▸ **PASSAGE PROVIDED**
Accurate flow measurement improves combustion chamber testing



At the DLR (Deutsches Zentrum für Luft- und Raumfahrt) Propulsion Technology headquarters in Cologne, DLR provides test stands for gas turbine combustion chambers. Customers from both the aviation and power generation industries can conduct their tests under realistic pressure and temperature conditions, for combustion chambers with a thermal capacity up to 50MW.


“Our aim is to help turbine manufacturers increase efficiency and reduce noise and emissions from their turbines,” said Fleing. “To do this we need to replicate the operating environment as accurately as possible. This means the combustion chamber tests have to be conducted over a wide flow range of 100:1, at temperatures up to 300°C and pressures up to 200 bar.”


DLR originally installed orifice plates to measure gas flow, but these had limitations in their accuracy and turndown. Orifice flow meters are only accurate when measuring natural gas and the customer tests often require a mixture of gases.


DLR started working with Emerson to find a better solution to its measurement challenge and Emerson recommended its Micro Motion ELITE Coriolis flowmeter. The Micro Motion flowmeters were installed, allowing DLR to provide a new generation of combustion chamber testing. The new solution enables historic information to be accessed and diagnostics and calibration checks to be completed daily before the tests are started. Micro Motion flowmeters are able to accurately measure mixtures of gases, extending the scope of the tests. The Smart Meter Verification (SMV) feature on the Micro Motion flowmeters means that the calibration of the meter can be checked without removing it from the line, reducing energy use and maintenance costs.

▸ **ASSIGNED TASK**
From the article on combustion chamber testing, extract the passage starting at "Accurate flow measurement" and ending at "up to 50MW.", copied word for word.

▸ **ENTRIES PROVIDED**
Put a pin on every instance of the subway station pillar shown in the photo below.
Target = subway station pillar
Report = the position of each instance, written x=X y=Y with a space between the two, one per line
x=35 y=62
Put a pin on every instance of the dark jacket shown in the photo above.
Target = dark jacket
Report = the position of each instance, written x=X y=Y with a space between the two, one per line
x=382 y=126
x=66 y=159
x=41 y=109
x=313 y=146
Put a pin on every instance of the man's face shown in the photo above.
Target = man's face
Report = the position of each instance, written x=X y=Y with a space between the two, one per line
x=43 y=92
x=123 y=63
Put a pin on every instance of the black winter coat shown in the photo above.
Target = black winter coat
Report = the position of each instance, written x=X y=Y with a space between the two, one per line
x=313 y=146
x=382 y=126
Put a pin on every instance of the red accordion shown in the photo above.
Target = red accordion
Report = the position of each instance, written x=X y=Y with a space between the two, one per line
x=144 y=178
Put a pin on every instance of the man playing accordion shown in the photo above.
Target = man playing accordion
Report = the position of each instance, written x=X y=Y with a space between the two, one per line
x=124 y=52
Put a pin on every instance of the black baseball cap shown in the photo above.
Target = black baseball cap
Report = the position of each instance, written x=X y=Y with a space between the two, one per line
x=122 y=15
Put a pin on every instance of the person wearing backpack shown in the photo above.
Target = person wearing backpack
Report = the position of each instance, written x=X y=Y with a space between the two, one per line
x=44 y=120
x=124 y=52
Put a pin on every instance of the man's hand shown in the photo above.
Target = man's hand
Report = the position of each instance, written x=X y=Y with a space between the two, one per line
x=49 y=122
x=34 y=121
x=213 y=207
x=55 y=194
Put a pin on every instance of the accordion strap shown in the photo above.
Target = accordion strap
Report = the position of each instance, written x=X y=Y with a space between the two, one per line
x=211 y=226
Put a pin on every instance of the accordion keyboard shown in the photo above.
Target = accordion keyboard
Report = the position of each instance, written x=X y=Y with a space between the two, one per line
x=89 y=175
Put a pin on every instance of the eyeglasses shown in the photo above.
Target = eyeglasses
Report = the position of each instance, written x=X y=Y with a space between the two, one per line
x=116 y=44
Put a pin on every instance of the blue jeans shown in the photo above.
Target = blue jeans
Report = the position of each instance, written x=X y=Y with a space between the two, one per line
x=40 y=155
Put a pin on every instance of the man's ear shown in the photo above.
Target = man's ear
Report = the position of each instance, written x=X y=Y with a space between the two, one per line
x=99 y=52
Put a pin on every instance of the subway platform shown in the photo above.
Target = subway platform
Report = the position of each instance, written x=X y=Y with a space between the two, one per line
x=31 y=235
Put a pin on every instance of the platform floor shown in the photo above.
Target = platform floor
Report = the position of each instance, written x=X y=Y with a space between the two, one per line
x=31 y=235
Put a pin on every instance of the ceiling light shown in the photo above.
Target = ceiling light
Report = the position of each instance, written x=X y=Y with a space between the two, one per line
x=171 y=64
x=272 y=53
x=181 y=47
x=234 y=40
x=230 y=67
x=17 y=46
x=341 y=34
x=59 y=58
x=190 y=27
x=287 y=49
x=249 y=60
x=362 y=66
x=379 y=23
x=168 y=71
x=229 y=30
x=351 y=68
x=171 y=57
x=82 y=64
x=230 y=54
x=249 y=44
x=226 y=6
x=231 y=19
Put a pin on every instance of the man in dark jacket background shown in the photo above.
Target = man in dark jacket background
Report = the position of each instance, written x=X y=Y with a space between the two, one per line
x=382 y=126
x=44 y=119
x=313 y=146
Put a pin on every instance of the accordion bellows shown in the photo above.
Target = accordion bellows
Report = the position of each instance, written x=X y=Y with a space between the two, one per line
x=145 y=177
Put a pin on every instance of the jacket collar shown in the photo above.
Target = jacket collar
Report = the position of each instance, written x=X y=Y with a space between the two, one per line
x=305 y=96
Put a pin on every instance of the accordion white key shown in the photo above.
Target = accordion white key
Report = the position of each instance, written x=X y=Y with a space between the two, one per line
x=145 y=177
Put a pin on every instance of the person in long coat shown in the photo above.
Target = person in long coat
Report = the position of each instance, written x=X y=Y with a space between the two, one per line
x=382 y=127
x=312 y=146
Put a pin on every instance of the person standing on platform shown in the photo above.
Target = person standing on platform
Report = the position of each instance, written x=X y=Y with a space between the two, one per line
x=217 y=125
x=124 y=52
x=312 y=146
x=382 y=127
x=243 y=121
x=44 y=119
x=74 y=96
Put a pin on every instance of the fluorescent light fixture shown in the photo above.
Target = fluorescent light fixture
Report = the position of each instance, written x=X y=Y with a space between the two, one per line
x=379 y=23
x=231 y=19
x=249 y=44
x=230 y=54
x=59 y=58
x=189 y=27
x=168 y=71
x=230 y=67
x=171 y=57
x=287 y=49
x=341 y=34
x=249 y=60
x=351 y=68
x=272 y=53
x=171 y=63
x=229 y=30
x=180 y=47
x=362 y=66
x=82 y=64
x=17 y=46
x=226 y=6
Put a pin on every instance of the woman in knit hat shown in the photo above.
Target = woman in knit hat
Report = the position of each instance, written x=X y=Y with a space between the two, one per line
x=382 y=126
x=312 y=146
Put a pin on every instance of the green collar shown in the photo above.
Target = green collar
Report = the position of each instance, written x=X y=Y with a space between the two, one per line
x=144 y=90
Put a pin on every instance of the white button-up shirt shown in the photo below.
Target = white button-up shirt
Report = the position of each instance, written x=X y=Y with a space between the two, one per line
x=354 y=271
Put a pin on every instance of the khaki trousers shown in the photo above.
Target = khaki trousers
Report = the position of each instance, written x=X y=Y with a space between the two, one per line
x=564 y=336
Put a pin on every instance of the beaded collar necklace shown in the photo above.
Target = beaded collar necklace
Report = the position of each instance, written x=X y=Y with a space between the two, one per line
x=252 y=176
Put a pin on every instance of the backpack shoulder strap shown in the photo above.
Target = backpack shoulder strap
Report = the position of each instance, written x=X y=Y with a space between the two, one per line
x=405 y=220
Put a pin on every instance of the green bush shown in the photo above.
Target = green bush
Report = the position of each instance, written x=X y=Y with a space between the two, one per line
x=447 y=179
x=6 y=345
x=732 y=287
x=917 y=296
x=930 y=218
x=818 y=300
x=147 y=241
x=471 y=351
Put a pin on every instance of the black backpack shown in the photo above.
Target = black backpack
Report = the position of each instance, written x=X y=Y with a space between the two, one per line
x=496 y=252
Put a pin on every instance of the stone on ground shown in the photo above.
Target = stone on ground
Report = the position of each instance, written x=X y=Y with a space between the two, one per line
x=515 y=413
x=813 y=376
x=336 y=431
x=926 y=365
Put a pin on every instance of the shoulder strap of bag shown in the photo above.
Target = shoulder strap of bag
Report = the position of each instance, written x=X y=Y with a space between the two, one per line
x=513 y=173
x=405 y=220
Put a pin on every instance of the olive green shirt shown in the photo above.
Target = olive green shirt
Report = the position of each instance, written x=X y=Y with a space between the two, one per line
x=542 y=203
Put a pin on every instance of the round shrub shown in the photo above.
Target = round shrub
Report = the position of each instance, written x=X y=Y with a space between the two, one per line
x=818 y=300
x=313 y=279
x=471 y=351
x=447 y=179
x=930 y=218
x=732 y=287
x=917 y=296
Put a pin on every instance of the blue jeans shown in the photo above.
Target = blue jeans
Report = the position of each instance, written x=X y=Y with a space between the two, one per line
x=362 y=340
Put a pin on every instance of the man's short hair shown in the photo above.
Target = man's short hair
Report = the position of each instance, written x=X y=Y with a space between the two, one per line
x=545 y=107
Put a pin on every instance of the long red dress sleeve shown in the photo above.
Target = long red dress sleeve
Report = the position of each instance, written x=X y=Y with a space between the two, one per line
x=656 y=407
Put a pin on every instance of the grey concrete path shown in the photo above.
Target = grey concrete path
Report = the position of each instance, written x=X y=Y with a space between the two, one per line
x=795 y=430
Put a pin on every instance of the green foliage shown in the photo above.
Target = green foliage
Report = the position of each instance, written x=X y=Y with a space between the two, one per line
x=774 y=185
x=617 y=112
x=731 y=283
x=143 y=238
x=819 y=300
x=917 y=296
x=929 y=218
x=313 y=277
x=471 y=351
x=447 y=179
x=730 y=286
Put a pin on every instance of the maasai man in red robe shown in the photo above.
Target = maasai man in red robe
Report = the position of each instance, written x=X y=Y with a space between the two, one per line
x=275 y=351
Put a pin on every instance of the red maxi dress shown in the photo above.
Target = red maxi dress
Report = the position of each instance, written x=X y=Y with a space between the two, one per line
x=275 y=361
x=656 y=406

▸ **EXERCISE OUTPUT**
Accurate flow measurement improves combustion chamber testing



At the DLR (Deutsches Zentrum für Luft- und Raumfahrt) Propulsion Technology headquarters in Cologne, DLR provides test stands for gas turbine combustion chambers. Customers from both the aviation and power generation industries can conduct their tests under realistic pressure and temperature conditions, for combustion chambers with a thermal capacity up to 50MW.